- **Instructions for the task**: Please retype all the records below exactly as they read.

- **Dataset content**:
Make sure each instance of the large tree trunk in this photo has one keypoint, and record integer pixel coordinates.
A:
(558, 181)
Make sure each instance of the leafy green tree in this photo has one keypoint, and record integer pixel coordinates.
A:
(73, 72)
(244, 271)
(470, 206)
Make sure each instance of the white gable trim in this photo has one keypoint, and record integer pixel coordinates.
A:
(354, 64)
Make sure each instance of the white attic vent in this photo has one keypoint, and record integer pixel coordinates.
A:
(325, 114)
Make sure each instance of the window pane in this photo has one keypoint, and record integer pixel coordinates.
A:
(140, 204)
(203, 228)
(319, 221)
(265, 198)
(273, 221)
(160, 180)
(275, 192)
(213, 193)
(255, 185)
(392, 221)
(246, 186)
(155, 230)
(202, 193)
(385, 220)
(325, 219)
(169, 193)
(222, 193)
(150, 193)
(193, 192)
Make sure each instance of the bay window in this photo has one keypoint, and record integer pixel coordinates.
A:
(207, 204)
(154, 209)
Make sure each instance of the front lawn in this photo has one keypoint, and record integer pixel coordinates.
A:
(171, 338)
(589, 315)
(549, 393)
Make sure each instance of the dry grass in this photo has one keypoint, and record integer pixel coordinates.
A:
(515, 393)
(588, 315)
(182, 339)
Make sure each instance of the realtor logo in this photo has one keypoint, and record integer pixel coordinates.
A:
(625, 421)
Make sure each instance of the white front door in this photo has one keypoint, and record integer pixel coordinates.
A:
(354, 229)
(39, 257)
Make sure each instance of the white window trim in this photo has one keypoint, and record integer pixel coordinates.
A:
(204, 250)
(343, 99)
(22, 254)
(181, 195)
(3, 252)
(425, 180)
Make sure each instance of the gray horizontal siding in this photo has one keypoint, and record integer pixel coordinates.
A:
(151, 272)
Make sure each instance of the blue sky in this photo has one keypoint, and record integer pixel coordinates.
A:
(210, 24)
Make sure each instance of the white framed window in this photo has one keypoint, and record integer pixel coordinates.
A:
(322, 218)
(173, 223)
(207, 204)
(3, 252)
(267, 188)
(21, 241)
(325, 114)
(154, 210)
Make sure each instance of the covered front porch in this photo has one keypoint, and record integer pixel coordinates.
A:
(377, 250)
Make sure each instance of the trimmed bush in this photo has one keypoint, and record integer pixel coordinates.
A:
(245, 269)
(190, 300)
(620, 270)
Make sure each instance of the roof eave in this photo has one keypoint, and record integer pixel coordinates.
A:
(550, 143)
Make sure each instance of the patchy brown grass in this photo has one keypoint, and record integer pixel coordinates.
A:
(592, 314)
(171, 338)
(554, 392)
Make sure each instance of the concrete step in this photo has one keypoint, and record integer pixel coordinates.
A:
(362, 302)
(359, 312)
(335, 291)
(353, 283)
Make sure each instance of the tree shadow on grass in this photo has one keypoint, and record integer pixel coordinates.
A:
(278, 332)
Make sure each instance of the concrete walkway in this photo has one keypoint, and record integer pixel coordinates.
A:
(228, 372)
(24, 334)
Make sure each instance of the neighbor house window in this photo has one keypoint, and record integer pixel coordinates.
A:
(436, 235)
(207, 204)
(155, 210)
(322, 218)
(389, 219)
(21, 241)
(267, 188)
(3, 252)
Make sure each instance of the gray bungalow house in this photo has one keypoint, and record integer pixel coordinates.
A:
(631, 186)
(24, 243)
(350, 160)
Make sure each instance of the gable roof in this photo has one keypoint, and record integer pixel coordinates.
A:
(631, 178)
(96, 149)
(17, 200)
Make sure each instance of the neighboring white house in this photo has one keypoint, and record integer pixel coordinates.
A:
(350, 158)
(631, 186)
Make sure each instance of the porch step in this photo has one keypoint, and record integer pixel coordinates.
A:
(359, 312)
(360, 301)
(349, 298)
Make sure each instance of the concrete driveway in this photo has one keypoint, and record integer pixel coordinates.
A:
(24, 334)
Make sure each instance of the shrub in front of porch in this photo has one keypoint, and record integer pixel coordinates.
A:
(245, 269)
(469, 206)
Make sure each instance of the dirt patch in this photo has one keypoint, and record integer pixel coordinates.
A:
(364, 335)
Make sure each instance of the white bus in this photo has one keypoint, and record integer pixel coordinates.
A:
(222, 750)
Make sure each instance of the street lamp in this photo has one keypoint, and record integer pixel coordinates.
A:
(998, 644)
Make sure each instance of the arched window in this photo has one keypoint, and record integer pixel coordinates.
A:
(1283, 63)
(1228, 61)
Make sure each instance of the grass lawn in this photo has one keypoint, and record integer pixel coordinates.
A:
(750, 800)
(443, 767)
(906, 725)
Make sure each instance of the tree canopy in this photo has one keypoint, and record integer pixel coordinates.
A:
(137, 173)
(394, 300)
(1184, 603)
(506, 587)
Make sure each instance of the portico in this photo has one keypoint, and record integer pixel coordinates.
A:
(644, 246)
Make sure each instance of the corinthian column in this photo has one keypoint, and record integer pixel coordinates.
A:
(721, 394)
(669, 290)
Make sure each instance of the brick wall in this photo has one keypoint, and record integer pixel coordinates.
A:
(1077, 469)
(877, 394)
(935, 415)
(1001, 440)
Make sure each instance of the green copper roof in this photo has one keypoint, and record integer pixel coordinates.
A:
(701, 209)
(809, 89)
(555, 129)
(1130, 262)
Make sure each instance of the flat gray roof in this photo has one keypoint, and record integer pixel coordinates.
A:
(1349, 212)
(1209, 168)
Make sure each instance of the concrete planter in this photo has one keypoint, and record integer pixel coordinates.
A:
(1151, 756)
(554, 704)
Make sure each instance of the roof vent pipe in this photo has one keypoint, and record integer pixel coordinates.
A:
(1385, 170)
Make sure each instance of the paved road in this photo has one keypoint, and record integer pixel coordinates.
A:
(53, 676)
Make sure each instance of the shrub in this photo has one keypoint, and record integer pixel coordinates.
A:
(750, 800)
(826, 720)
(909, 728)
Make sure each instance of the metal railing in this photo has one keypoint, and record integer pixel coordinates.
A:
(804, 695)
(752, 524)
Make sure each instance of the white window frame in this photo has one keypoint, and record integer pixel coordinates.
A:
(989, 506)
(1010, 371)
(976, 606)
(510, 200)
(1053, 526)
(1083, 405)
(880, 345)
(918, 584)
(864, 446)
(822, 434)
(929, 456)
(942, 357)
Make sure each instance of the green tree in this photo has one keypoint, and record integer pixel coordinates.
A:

- **Answer**:
Make sure each instance of the large tree trunk in this photo has one keypoint, and record integer pixel coordinates.
A:
(558, 181)
Make sure each instance of the leafy green tree in this photo has one keypoint, and record integer pixel coordinates.
A:
(73, 72)
(244, 271)
(470, 206)
Make sure each instance of the white gable trim in this photo has one keypoint, and record integer pixel coordinates.
A:
(354, 64)
Make sure each instance of the white attic vent in this photo has one keypoint, and record integer pixel coordinates.
A:
(325, 114)
Make sure each instance of the window pane in this photo has one keypoint, and record integer pixel coordinates.
A:
(140, 204)
(203, 228)
(319, 221)
(265, 198)
(273, 221)
(160, 180)
(275, 192)
(213, 193)
(255, 185)
(392, 221)
(246, 186)
(155, 230)
(202, 193)
(385, 220)
(325, 219)
(169, 193)
(222, 193)
(150, 193)
(193, 192)
Make sure each instance of the bay window in this photo has one keypoint, and record integer pixel coordinates.
A:
(207, 204)
(154, 209)
Make sure each instance of the front lawn in this photo has one keypoint, and record integer pixel coordinates.
A:
(171, 338)
(589, 315)
(549, 393)
Make sure each instance of the dry grass in this photo has one keypoint, and record integer pixel coordinates.
A:
(515, 393)
(588, 315)
(182, 339)
Make sure each instance of the realtor logo in this photo has one keypoint, and record integer pixel coordinates.
A:
(625, 421)
Make sure each instance of the white front door in this photo has one keypoint, and record integer pixel coordinates.
A:
(354, 229)
(39, 257)
Make sure each instance of the white window trim in this photo has one keypoint, and record integer pixel coordinates.
A:
(204, 250)
(343, 99)
(22, 254)
(181, 195)
(3, 252)
(425, 180)
Make sure each instance of the gray horizontal siding in this photo has one keypoint, and record integer pixel coordinates.
A:
(151, 272)
Make sure each instance of the blue sky in this photo has one keypoint, and record integer pixel coordinates.
A:
(210, 24)
Make sure each instance of the white framed window in this photo has one keypoint, and record integer pixel coordinates.
A:
(322, 218)
(173, 223)
(207, 204)
(3, 252)
(267, 188)
(21, 241)
(325, 114)
(154, 210)
Make sure each instance of the covered front porch in this photo has one keypoint, and record integer pixel coordinates.
A:
(377, 250)
Make sure each instance of the trimmed bush in this photo has one keypoint, and record integer pixel coordinates.
A:
(245, 269)
(190, 300)
(620, 270)
Make sure each instance of the roof eave in this photo has one keypoint, and record integer pixel coordinates.
A:
(550, 143)
Make sure each instance of the patchy brown grass in this photo has one keypoint, and record integer pixel coordinates.
A:
(592, 314)
(171, 338)
(554, 392)
Make sure each instance of the concrete step in this photo has one keypoint, and record integer pixel coordinates.
A:
(362, 302)
(359, 312)
(335, 291)
(353, 283)
Make sure each instance of the tree shadow on grass in this photo has one keypoint, and record integer pixel coordinates.
A:
(278, 332)
Make sure each instance of the concrete walkway in this photo has one keypoint, and record integer pixel coordinates.
A:
(228, 372)
(24, 334)
Make sure each instance of the neighbor house window in this photo has one keypoint, and record integer pixel coordinates.
A:
(436, 235)
(207, 204)
(155, 210)
(322, 218)
(389, 219)
(21, 241)
(267, 188)
(3, 252)
Make sure each instance of the gray bungalow house in this photo has one keypoint, and record integer pixel coordinates.
A:
(631, 186)
(24, 243)
(350, 160)
Make sure each instance of the gable roof in this photo has one keypoint, and record integer pixel coordinates.
A:
(631, 178)
(96, 149)
(17, 200)
Make sure each instance of the neighboring white house in this photo has one keypoint, and record integer pixel coordinates.
A:
(350, 158)
(631, 186)
Make sure each instance of the porch step in this photo has one keypoint, and record integer pixel coordinates.
A:
(359, 312)
(360, 301)
(349, 298)
Make sure each instance of the concrete driveway in this photo has one keypoint, and record integer pixel coordinates.
A:
(24, 334)
Make sure each instance of the shrub in front of porch in this photo has one keypoint, and record integer pixel coordinates.
A:
(245, 269)
(469, 206)
Make sure each instance of the dirt patch in this photo has one keypoint, and record integer pixel coordinates.
A:
(364, 335)
Make sure each instance of the white bus in this photo has one keypoint, and record integer pixel coordinates.
A:
(222, 750)
Make sure each instance of the street lamp in this photo has one keypoint, and record integer pixel coordinates.
A:
(998, 644)
Make sure each instance of the arched window in this photo has one keypoint, and record integer pixel coordinates.
A:
(1283, 63)
(1228, 61)
Make sure each instance of the grass lawn in this photo has one keypoint, and record integer pixel coordinates.
A:
(750, 800)
(443, 767)
(906, 725)
Make sure each instance of the tree canopy in this photo has one keypoint, and record integer pixel coordinates.
A:
(137, 173)
(394, 300)
(1184, 603)
(506, 587)
Make sure each instance of the portico in this photo has one keypoint, and record integer pixel coordinates.
A:
(644, 246)
Make sure each instance of the corinthian column in this photo has one keypoint, and record integer pixel coordinates.
A:
(721, 394)
(669, 290)
Make sure each instance of the brick wall in this photo has one keypoint, and record integer pixel coordinates.
A:
(1077, 469)
(877, 394)
(935, 415)
(1001, 440)
Make sure each instance of the green copper roof in this photo has one keypoint, and record integer pixel coordinates.
A:
(701, 209)
(809, 89)
(555, 129)
(1130, 262)
Make sure each instance of the flat gray roof in this photo has one keypoint, and record integer pixel coordinates.
A:
(1349, 212)
(1209, 168)
Make sure each instance of the concrete planter in this photo has one keypoint, and record integer pixel coordinates.
A:
(1151, 756)
(554, 704)
Make sure each instance of the roof vent pipe in this photo has one keypoint, and record integer pixel coordinates.
A:
(1385, 170)
Make sure each instance of the paved road in this photo has one keypoint, and record integer pixel coordinates.
A:
(53, 676)
Make sure each instance of the shrub in this photo has one keypoint, and record integer pixel coordinates.
A:
(750, 800)
(826, 720)
(909, 728)
Make sure each instance of the metal railing in this photo has one keypoint, and record integer pixel coordinates.
A:
(804, 695)
(752, 524)
Make sure each instance of the white window frame in this photo has one keypoint, and record integer pixel coordinates.
A:
(989, 506)
(1010, 371)
(976, 606)
(510, 200)
(1053, 526)
(1083, 405)
(880, 345)
(918, 584)
(864, 446)
(822, 434)
(929, 456)
(942, 357)
Make sure each instance of the green tree in this photo has one keypoint, and record integer pixel coordinates.
A:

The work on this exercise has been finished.